Collected data
######
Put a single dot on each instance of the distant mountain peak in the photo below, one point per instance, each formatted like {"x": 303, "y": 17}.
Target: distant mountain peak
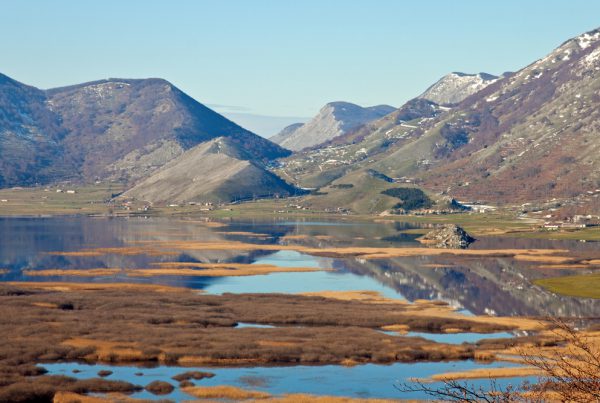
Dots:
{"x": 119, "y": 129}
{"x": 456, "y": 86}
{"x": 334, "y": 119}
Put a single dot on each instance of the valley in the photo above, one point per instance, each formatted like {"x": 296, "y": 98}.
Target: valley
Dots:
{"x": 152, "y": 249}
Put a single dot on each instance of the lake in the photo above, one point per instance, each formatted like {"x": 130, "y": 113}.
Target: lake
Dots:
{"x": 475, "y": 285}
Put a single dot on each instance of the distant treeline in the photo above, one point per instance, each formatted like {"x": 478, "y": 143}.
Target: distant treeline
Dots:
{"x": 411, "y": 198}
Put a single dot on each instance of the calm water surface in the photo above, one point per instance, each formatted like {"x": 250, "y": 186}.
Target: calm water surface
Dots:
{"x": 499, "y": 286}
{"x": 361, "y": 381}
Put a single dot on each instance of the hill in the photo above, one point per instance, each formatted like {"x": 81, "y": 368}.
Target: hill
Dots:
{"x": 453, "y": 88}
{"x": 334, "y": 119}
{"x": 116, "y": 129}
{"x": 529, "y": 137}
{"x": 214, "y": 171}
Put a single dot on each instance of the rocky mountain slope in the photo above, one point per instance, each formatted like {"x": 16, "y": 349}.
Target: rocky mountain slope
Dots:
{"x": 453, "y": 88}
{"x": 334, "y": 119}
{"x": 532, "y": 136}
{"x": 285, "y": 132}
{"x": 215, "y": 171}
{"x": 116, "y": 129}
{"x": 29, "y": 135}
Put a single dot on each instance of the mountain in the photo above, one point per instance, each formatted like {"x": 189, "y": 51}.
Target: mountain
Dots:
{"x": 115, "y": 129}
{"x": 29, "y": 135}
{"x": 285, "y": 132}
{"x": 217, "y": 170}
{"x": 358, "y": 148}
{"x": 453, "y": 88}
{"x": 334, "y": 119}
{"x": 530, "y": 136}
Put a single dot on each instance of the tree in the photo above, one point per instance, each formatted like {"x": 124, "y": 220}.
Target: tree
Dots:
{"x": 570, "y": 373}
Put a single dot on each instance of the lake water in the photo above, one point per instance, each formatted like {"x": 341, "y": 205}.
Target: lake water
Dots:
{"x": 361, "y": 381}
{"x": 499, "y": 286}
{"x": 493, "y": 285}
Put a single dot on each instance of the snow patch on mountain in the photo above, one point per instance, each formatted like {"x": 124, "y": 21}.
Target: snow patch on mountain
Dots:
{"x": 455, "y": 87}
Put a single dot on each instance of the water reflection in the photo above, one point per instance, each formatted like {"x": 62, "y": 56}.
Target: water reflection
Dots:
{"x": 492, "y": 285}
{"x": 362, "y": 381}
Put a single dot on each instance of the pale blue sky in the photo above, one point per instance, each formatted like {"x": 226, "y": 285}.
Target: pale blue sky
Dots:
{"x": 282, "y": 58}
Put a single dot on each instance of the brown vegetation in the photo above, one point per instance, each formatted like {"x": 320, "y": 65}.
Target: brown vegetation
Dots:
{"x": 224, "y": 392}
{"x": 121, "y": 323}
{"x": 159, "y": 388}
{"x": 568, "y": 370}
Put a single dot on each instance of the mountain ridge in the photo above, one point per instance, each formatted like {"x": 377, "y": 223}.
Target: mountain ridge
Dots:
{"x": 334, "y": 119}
######
> Exercise task
Quote everything in the listing above exactly; pictures are the only thing to omit.

> Full output
Put a single dot on each instance of the distant mountain peak in the photo below, one point per instance, each formatted like {"x": 303, "y": 17}.
Target: distant mountain peak
Dots:
{"x": 119, "y": 129}
{"x": 456, "y": 86}
{"x": 334, "y": 119}
Put a single dot on each instance of the valley in the photo above, one point per instance, each formatted like {"x": 296, "y": 98}.
Target: valley
Dots:
{"x": 152, "y": 249}
Put a single dot on each instance of the lake in the photo above, one point per instance, each formatted like {"x": 130, "y": 113}.
Target: lake
Dots:
{"x": 475, "y": 285}
Put a single dot on each instance of the distant treeline in the photo above, one point per instance, each formatted like {"x": 478, "y": 143}.
Target: distant treeline
Dots:
{"x": 411, "y": 198}
Put a single dot on each instance of the calm water surface in the photo above, one point per instance, each formatted like {"x": 250, "y": 186}.
Target: calm water surface
Dots:
{"x": 499, "y": 286}
{"x": 361, "y": 381}
Put a single dot on each instance of the hill in the photo above, one point per instance, each formatted like {"x": 81, "y": 368}.
Target: hill
Dots:
{"x": 453, "y": 88}
{"x": 334, "y": 119}
{"x": 116, "y": 129}
{"x": 529, "y": 137}
{"x": 214, "y": 171}
Put a single dot on each instance of the rocky mountain slope in the photo above, one point per instance, each formatted like {"x": 16, "y": 349}.
Target: rocky mountain slope
Dots:
{"x": 453, "y": 88}
{"x": 334, "y": 119}
{"x": 532, "y": 136}
{"x": 285, "y": 132}
{"x": 215, "y": 171}
{"x": 116, "y": 129}
{"x": 29, "y": 135}
Put a single dot on each instance of the mountain in the photo above, one point per instance, each formatted like {"x": 189, "y": 51}.
Target: mountain
Dots:
{"x": 115, "y": 129}
{"x": 29, "y": 135}
{"x": 285, "y": 132}
{"x": 217, "y": 170}
{"x": 358, "y": 148}
{"x": 453, "y": 88}
{"x": 334, "y": 119}
{"x": 530, "y": 136}
Put a single dot on each instance of the tree in the photo above, one point per instance, each formatted like {"x": 124, "y": 220}.
Target: tree
Dots:
{"x": 570, "y": 373}
Put a single dot on each instance of the lake water in the photo above, one point per instance, each formatted like {"x": 341, "y": 205}.
Target: lake water
Dots:
{"x": 361, "y": 381}
{"x": 499, "y": 286}
{"x": 493, "y": 285}
Put a single dot on each instance of the snow patch on mountain in the photo above, one point per instance, each formatted like {"x": 124, "y": 21}.
Target: snow patch on mountain
Dots:
{"x": 455, "y": 87}
Put a single dot on each instance of the water reflection in the photo above, one point per instance, each formatted like {"x": 62, "y": 56}.
Target: water reflection
Dots:
{"x": 492, "y": 285}
{"x": 362, "y": 381}
Put a single dot on each instance of the pale blue sky in the photo above, one point per instance, each formatted like {"x": 226, "y": 285}.
Target: pale blue sky
Dots:
{"x": 282, "y": 58}
Put a single dot on each instance of the brown vegetation in the photo above, one point per instance, each formatted like {"x": 320, "y": 65}.
Target: brown vegetation
Dots:
{"x": 224, "y": 392}
{"x": 121, "y": 323}
{"x": 159, "y": 388}
{"x": 568, "y": 370}
Put a single dot on each instance of the mountain ridge in the photo above, one point per instance, each formatted like {"x": 377, "y": 223}.
Target: mountain ridge
Dots:
{"x": 334, "y": 119}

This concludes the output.